Dateneinträge:
+++
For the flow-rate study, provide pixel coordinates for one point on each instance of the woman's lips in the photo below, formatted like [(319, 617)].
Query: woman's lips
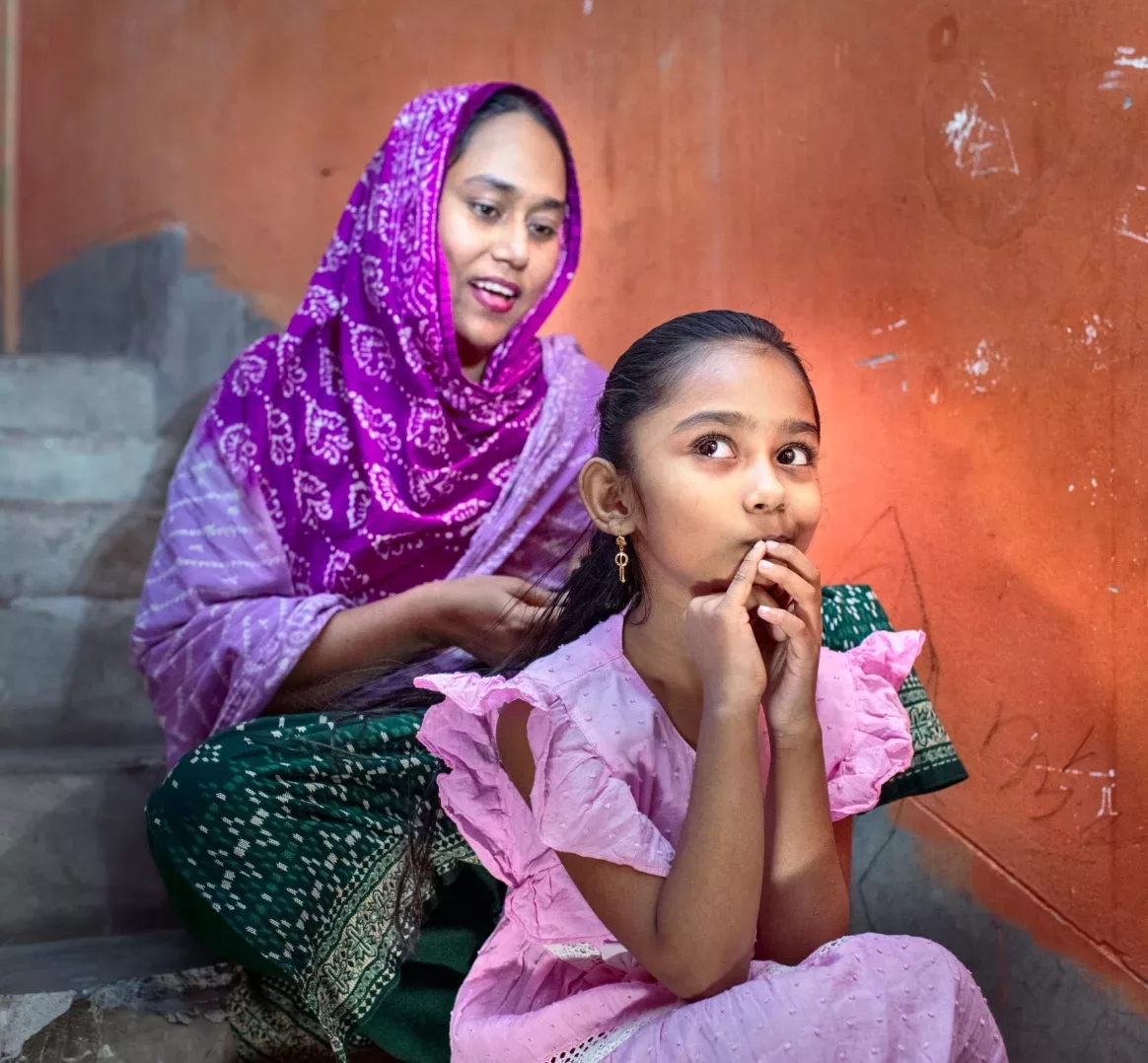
[(497, 296)]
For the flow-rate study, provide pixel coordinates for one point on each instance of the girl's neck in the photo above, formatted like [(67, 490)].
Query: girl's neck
[(656, 648)]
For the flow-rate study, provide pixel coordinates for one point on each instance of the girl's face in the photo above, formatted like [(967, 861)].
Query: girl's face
[(729, 460), (499, 223)]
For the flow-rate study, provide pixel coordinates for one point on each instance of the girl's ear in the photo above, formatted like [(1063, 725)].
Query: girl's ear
[(608, 497)]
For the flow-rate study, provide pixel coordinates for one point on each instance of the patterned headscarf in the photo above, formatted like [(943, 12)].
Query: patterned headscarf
[(377, 459)]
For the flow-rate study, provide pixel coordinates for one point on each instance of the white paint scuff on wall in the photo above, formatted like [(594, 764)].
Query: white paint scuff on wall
[(1125, 60), (982, 369), (1133, 230), (980, 146), (1093, 329)]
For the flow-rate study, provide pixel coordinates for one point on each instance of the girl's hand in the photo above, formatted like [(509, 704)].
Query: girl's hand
[(722, 642), (792, 645), (484, 615)]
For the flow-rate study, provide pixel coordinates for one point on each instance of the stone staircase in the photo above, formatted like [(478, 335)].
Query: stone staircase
[(84, 467)]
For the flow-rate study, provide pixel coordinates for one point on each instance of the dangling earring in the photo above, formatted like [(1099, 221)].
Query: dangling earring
[(621, 559)]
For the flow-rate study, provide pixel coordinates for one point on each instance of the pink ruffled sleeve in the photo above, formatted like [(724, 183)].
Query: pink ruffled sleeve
[(578, 805), (866, 728)]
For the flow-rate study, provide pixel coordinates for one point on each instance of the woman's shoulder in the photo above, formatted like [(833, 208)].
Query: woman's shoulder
[(564, 362)]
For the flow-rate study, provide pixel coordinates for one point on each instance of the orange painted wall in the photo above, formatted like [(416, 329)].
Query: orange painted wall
[(959, 185)]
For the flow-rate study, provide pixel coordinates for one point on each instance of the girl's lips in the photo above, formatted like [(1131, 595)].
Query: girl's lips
[(495, 301)]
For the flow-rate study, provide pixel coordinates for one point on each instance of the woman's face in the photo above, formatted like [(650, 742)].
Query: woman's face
[(729, 460), (499, 224)]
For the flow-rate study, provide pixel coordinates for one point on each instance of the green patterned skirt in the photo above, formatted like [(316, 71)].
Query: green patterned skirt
[(312, 851)]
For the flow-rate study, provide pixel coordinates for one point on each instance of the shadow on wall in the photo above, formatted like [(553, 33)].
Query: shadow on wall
[(1048, 1008)]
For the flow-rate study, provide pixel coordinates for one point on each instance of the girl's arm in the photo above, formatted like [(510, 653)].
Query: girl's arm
[(694, 929), (805, 896)]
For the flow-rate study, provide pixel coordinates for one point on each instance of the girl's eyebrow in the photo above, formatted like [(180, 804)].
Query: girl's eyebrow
[(729, 418), (735, 419)]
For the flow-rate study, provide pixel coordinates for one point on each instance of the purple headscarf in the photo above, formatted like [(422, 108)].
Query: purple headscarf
[(377, 459)]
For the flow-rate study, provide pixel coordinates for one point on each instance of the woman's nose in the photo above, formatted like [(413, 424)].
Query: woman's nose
[(513, 245)]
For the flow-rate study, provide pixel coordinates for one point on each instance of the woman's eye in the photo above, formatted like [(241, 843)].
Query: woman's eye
[(796, 456), (714, 447)]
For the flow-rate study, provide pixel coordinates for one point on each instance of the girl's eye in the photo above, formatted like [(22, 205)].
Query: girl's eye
[(796, 455), (714, 447)]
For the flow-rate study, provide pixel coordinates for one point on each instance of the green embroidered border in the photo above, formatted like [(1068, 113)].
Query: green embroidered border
[(849, 613)]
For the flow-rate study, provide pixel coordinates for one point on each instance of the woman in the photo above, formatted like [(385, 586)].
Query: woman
[(383, 483)]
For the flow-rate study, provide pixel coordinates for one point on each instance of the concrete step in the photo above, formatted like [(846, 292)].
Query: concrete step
[(65, 673), (98, 549), (55, 467), (83, 393), (72, 844), (83, 963)]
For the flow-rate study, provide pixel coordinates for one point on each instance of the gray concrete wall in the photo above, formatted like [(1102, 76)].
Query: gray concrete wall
[(138, 298)]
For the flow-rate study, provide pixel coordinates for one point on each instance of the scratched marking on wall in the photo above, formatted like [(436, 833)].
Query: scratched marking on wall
[(1092, 333), (1015, 741), (981, 146), (1132, 219), (982, 369), (1125, 65)]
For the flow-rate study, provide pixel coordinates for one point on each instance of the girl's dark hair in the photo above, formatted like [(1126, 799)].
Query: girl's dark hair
[(641, 380), (505, 102)]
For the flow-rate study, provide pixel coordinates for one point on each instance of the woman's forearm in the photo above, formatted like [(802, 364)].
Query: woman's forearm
[(391, 631), (805, 900)]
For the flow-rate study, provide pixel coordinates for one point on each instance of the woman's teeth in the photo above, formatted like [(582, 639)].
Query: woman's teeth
[(495, 288)]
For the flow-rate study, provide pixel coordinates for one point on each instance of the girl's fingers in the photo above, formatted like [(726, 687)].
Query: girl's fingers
[(805, 596), (737, 594), (792, 627), (796, 560)]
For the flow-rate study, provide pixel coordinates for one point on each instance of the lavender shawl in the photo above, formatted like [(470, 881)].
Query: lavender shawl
[(349, 459)]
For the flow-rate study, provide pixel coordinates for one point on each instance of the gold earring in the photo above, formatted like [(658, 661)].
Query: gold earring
[(621, 559)]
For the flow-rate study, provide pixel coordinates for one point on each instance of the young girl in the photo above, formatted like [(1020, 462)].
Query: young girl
[(667, 790)]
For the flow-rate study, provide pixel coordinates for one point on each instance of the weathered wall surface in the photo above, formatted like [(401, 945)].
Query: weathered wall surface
[(944, 203)]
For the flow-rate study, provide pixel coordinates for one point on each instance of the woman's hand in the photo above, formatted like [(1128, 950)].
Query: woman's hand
[(484, 615), (722, 641), (792, 648)]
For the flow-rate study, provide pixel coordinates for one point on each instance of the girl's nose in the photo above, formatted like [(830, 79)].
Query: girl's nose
[(765, 493)]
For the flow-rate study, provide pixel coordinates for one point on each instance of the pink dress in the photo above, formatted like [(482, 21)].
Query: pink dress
[(613, 782)]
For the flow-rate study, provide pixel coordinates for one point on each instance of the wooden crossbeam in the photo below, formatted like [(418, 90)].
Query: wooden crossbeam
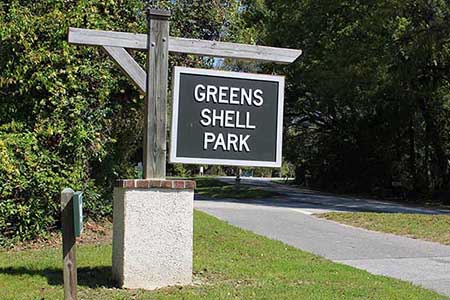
[(184, 45)]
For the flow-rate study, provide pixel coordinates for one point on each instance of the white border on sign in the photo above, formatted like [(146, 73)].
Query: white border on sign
[(173, 158)]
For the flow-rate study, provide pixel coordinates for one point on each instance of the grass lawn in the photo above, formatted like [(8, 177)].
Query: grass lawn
[(229, 263), (214, 188), (434, 228)]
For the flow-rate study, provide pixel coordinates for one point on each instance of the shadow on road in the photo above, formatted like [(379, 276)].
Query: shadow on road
[(292, 197)]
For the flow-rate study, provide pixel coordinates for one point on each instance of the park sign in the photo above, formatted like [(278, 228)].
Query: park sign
[(226, 118)]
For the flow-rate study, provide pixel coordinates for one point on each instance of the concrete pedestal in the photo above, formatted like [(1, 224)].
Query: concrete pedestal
[(152, 233)]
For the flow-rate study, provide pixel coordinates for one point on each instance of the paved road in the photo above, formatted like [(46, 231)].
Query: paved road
[(289, 220)]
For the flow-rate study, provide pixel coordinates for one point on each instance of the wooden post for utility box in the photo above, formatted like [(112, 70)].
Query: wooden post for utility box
[(68, 236), (156, 94)]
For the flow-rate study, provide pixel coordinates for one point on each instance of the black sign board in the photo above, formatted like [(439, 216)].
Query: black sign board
[(226, 118)]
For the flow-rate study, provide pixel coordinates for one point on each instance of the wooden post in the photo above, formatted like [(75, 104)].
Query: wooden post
[(69, 256), (156, 94)]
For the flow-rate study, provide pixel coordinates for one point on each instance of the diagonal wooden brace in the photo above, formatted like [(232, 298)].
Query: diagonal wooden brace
[(127, 63)]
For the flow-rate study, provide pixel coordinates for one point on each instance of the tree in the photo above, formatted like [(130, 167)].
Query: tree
[(68, 116)]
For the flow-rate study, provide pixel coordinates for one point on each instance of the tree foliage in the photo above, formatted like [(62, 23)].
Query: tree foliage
[(368, 103)]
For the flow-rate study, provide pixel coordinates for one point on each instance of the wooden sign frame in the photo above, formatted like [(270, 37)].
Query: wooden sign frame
[(174, 158), (153, 81)]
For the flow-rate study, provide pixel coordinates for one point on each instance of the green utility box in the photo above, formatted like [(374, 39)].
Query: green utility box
[(78, 213)]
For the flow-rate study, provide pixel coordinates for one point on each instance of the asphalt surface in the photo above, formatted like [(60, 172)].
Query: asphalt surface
[(289, 219)]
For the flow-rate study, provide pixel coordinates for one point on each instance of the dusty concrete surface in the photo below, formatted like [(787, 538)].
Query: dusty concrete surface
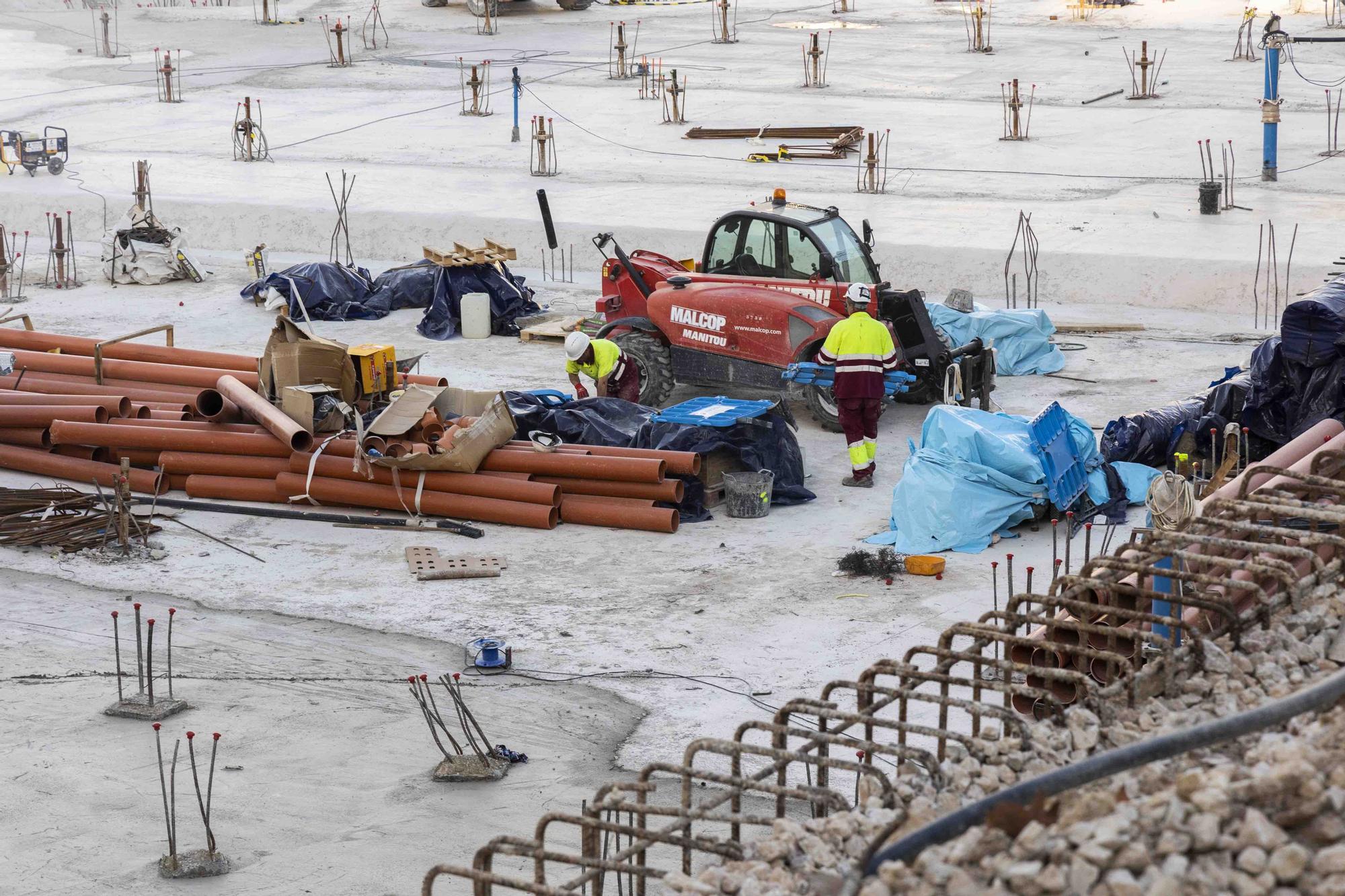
+++
** Aufgabe **
Gib die Zeilen vom Anfang bis einschließlich der Zeile mit "[(578, 805), (866, 728)]" vollständig erneut aus. Skaliere dabei jede Koordinate in den Antworten mit 0,55 und runde auf ganze Zahlen, wobei ,5 aufgerundet wird. Alle übrigen Zahlen bleiben unverändert, und die Bilder lässt du weg.

** Vollständige Antwort **
For the flow-rate study, provide pixel coordinates for one point on each instance of the woman's lips in the photo below, formatted like [(319, 617)].
Query: woman's lips
[(273, 163)]
For the flow-rate study, provide pixel coordinates for one point on each instance of the girl's neck in the photo above, formatted like [(67, 490)].
Query: girl's neck
[(361, 356)]
For the flow-rate study, provide pixel coordinates for one point on each instance of the girl's face in the photo above, formatted like [(967, 861)].
Query: girl's face
[(401, 253), (274, 123)]
For the flow-rate study, provide pixel coordinates for one point on each instance of the girl's ear in the photo above, formatted like [(1063, 725)].
Query: girl's ear
[(334, 273)]
For the flow-rate study, provide pixel coordinates for one point on each instance of the patterned headscarf in the photo above, formatted like [(943, 12)].
Query: patterned headscarf
[(207, 252)]
For the flow-rate study, provide pixel coordinates for one point on each instance of the white paint scuff on wall in the photo above, formatted like [(594, 764)].
Query: white paint scuff on wall
[(619, 33), (540, 203), (623, 127), (539, 80), (601, 181)]
For the flow-rate study, provide pixel coordinates for one point on each instance of the girl's hand in the photo above, formatted like [(509, 704)].
Query: girl's hand
[(397, 353), (436, 355), (266, 338)]
For the flow-rate study, provide pixel coordinates for one point on each instance of the stone staircase in the photo above, formatted like [(478, 335)].
Query: stone staircase
[(46, 257)]
For the flow-rate study, provide pixel coordinates for one point on each instance of the dangling earring in the photo above, formatted like [(1099, 221)].
Query: dangling earring
[(342, 307)]
For the flow-rate study, provide pixel coordinates for one point on each instance of the pink ruffled sleeve in the photo above, formatted like [(724, 183)].
Query: pink ruffled sleeve
[(318, 443), (476, 400)]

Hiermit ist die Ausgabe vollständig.